*Extracted material:*

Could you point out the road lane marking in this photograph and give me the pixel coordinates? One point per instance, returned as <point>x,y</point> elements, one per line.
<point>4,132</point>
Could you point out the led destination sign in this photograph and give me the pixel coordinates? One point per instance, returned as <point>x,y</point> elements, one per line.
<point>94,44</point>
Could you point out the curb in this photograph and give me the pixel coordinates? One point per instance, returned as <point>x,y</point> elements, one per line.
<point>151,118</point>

*Action item:* Lines in scope run from the one holding "Could you point out the curb" to the last line of the material above; transcribe them exactly and omit the rest.

*Expected answer:*
Could you point out the curb in this photograph and give me the pixel coordinates? One point per instance, returned as <point>x,y</point> elements, one per line.
<point>151,118</point>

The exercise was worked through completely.